[begin Source passage]
The Punjab Legislative Assembly or the Punjab Vidhan Sabha is the unicameral legislature of the state of Punjab in India. The Sixteenth Punjab Legislative Assembly was constituted in March 2022. At present, it consists of 117 members, directly elected from 117 single-seat constituencies.  The tenure of the Legislative Assembly is five years unless dissolved sooner. The Speaker of the sixteenth assembly is Kultar Singh Sandhwan. The meeting place of the Legislative Assembly since 6 March 1961 is the Vidhan Bhavan in Chandigarh.

History 

In the British Raj, an Executive Council was formed under The Indian Councils Act, 1861. It was only under the Government of India Act 1919 that a Legislative Council was set up in Punjab.  Later, under the Government of India Act 1935, the Punjab Legislative Assembly was constituted with a membership of 175. It was summoned for the first time on 1 April 1937. In 1947, Punjab Province was partitioned into West Punjab and East Punjab and the East Punjab Legislative Assembly was formed, the forerunner of the current assembly consisting of 79 members.
[end Source passage]
[begin Provided records]
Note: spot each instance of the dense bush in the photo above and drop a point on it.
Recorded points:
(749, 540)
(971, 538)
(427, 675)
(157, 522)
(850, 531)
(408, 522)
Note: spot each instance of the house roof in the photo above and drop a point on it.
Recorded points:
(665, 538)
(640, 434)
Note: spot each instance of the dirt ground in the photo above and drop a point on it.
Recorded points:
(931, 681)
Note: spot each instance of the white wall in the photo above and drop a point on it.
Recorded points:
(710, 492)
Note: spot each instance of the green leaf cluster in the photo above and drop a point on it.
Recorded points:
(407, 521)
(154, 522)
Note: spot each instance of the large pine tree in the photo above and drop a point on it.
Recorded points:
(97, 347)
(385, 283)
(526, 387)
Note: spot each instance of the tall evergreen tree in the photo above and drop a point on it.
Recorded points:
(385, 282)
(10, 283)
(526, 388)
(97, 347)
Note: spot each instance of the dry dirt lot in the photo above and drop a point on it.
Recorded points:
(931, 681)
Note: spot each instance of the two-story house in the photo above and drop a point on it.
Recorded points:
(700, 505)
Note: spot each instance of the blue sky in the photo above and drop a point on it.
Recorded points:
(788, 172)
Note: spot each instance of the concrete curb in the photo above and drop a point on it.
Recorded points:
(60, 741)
[end Provided records]
Set tasks:
**a)** Print the part of the passage on the Punjab Legislative Assembly that begins at the words "In the British" and stops after the words "of 79 members.", keeping it word for word.
**b)** Output the lines of the records word for word, starting at the line that has "Note: spot each instance of the large" and stopping after the last line of the records.

Answers to the exercises:
**a)**
In the British Raj, an Executive Council was formed under The Indian Councils Act, 1861. It was only under the Government of India Act 1919 that a Legislative Council was set up in Punjab.  Later, under the Government of India Act 1935, the Punjab Legislative Assembly was constituted with a membership of 175. It was summoned for the first time on 1 April 1937. In 1947, Punjab Province was partitioned into West Punjab and East Punjab and the East Punjab Legislative Assembly was formed, the forerunner of the current assembly consisting of 79 members.

**b)**
Note: spot each instance of the large pine tree in the photo above and drop a point on it.
Recorded points:
(97, 347)
(385, 283)
(526, 387)
Note: spot each instance of the tall evergreen tree in the photo above and drop a point on it.
Recorded points:
(385, 282)
(10, 283)
(526, 388)
(97, 347)
Note: spot each instance of the dry dirt lot in the photo above and drop a point on it.
Recorded points:
(931, 681)
Note: spot each instance of the two-story house in the photo above and drop a point on it.
Recorded points:
(700, 505)
Note: spot each instance of the blue sky in the photo above and drop a point on it.
Recorded points:
(788, 172)
Note: spot each instance of the concrete curb in the photo above and drop a point on it.
Recorded points:
(60, 741)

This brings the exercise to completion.